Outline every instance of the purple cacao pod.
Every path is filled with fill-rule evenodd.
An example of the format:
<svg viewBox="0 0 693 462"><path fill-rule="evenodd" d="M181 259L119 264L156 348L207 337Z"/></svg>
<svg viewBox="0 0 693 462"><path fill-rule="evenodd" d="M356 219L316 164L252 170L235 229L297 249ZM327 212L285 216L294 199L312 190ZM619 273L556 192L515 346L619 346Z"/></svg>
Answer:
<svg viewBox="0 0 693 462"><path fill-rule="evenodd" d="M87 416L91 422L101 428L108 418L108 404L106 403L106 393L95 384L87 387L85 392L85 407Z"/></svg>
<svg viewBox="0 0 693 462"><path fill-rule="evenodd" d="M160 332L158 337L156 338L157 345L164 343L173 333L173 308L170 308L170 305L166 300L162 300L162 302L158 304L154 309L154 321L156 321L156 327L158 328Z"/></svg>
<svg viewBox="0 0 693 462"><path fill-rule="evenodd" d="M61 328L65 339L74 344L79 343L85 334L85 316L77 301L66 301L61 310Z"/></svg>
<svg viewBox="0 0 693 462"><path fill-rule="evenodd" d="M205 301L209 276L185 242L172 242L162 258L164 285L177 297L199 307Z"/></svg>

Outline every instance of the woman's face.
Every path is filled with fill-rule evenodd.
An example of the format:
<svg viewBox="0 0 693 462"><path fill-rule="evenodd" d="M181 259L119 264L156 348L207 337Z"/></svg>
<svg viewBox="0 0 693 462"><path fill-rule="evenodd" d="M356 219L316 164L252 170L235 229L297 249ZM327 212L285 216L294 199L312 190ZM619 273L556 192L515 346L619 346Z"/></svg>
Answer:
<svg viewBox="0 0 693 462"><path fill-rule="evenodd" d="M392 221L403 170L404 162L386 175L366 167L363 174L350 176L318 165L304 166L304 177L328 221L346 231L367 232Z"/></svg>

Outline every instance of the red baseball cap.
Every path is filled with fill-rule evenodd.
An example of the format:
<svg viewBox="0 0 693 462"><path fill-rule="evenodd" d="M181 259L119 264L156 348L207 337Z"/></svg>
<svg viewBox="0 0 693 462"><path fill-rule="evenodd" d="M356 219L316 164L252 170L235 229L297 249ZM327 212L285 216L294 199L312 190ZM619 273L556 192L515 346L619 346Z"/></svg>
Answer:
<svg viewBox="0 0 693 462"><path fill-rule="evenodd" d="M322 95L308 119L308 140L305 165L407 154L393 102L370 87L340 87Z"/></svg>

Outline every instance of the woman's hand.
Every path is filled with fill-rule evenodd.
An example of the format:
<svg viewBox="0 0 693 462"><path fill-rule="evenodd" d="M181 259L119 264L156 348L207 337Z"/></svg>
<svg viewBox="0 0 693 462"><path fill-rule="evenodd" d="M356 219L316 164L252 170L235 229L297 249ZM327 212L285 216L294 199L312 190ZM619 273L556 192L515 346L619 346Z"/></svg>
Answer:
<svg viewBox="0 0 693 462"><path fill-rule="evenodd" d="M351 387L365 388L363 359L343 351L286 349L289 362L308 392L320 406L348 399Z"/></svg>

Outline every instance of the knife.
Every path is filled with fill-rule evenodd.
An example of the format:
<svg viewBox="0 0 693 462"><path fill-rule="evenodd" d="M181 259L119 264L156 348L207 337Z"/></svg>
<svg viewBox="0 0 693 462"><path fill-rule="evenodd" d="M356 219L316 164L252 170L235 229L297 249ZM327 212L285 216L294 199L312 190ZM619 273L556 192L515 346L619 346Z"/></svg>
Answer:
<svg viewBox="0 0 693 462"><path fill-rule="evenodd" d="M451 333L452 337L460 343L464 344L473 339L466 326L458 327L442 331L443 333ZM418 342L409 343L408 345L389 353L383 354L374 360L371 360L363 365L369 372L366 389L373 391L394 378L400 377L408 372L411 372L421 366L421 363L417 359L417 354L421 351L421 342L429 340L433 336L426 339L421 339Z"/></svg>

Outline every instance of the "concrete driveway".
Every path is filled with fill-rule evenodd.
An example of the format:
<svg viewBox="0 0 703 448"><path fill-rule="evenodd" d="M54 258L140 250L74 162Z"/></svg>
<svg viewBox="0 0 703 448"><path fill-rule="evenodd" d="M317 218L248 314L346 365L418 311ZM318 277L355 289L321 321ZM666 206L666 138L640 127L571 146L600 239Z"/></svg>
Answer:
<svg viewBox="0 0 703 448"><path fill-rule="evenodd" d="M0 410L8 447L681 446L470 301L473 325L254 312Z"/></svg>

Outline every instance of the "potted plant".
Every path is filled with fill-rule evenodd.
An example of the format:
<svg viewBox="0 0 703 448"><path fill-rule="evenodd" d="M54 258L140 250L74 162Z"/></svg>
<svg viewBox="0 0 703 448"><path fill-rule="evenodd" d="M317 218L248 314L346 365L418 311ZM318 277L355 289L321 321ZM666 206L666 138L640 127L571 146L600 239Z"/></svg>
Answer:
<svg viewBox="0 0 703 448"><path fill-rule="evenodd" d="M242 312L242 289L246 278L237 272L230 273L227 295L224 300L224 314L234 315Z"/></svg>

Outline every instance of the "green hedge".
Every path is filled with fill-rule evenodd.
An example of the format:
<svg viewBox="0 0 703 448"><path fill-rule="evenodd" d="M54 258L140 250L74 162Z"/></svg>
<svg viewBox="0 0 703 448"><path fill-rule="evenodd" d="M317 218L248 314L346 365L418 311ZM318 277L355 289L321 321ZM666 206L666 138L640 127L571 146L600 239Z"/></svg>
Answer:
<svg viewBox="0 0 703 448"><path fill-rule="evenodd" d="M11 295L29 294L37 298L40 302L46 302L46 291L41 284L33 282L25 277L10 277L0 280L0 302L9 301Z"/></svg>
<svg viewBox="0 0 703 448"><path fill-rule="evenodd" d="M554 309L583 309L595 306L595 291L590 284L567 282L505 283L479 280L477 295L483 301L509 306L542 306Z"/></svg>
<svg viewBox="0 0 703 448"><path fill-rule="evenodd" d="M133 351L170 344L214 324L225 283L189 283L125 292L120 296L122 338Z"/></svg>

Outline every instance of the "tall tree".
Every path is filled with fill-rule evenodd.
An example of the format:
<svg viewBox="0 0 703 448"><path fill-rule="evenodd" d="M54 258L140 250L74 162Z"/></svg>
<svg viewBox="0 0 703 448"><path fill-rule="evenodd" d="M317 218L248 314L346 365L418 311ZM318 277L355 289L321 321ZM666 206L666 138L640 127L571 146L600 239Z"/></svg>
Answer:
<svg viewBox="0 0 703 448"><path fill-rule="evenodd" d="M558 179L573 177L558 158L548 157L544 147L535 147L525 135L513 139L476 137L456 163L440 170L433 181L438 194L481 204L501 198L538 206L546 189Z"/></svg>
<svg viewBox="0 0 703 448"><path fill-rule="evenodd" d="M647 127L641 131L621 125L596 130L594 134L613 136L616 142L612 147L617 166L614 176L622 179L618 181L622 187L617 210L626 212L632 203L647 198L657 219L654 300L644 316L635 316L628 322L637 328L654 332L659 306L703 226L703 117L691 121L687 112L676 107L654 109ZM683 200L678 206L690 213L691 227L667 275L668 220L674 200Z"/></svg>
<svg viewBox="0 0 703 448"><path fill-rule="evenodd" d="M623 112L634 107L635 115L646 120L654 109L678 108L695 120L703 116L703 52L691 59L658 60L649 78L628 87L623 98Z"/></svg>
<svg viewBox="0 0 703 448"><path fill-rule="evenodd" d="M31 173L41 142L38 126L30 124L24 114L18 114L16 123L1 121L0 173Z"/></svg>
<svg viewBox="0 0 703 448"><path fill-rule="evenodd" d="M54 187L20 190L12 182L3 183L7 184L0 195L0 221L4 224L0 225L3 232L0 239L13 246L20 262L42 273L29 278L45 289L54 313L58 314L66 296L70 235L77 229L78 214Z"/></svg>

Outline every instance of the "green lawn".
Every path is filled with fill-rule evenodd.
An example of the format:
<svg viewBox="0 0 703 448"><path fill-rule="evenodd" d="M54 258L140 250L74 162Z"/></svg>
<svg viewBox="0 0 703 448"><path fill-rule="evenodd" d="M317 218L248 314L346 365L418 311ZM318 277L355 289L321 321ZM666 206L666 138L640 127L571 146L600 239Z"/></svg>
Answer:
•••
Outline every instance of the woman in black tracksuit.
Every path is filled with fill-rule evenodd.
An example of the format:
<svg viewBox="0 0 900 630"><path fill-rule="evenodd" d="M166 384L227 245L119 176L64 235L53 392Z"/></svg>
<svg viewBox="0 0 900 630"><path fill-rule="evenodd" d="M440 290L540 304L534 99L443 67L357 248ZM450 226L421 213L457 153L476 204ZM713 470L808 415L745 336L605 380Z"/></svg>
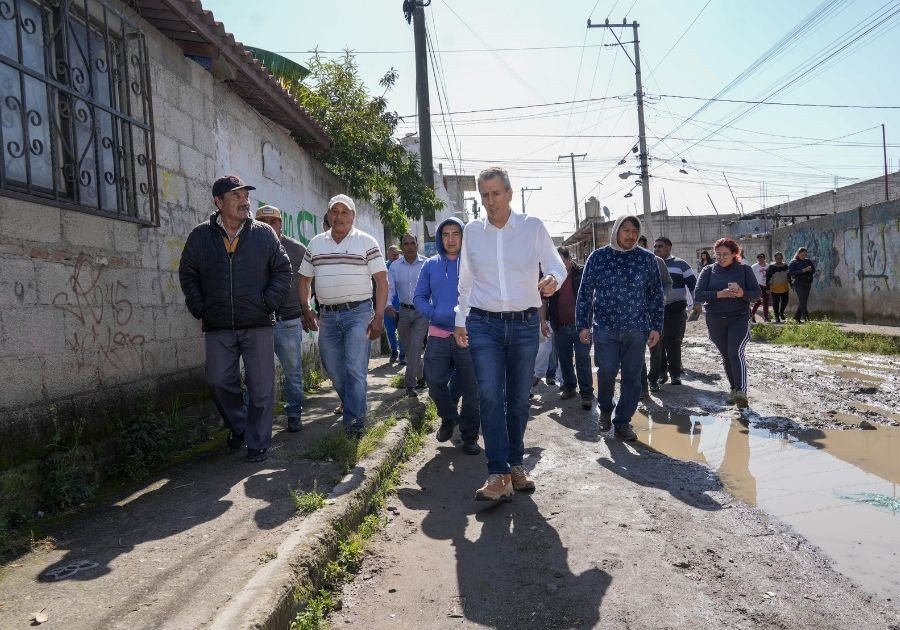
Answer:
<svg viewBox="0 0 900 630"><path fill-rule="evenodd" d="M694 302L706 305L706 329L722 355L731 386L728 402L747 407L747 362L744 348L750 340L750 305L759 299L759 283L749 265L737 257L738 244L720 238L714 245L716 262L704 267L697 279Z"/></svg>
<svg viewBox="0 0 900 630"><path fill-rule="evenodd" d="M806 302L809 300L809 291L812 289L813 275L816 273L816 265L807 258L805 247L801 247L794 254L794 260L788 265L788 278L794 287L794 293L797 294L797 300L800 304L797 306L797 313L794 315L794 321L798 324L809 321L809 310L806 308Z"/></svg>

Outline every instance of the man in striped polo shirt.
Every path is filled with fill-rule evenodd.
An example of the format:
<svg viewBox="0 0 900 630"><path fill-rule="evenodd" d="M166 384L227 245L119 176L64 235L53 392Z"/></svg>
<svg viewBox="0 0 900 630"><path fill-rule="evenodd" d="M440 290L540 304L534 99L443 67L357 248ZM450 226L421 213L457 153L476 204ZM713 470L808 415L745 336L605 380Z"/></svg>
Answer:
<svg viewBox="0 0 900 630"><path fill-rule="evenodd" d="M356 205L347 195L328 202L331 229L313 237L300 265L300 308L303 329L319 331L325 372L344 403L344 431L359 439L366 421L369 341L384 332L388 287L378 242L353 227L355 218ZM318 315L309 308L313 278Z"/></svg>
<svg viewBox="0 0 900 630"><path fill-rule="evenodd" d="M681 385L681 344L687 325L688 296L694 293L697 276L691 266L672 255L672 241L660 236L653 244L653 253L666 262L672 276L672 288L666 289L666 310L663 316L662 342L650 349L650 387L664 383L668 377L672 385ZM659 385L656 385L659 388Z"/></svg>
•••
» **REQUIRED TASK**
List every line of the entries that contains the word "instance".

» **EXERCISE RESPONSE**
Outline every instance of the purple cacao pod.
Outline every instance of the woman's face.
Outline every instance of the red baseball cap.
Outline every instance of the woman's hand.
Outline every instance of the knife.
Outline every instance of the "concrete driveway".
Outline every instance of the "potted plant".
Outline every instance of the "green hedge".
Outline every instance of the "tall tree".
Outline every instance of the "green lawn".
Outline every instance of the woman in black tracksuit.
Outline every instance of the man in striped polo shirt.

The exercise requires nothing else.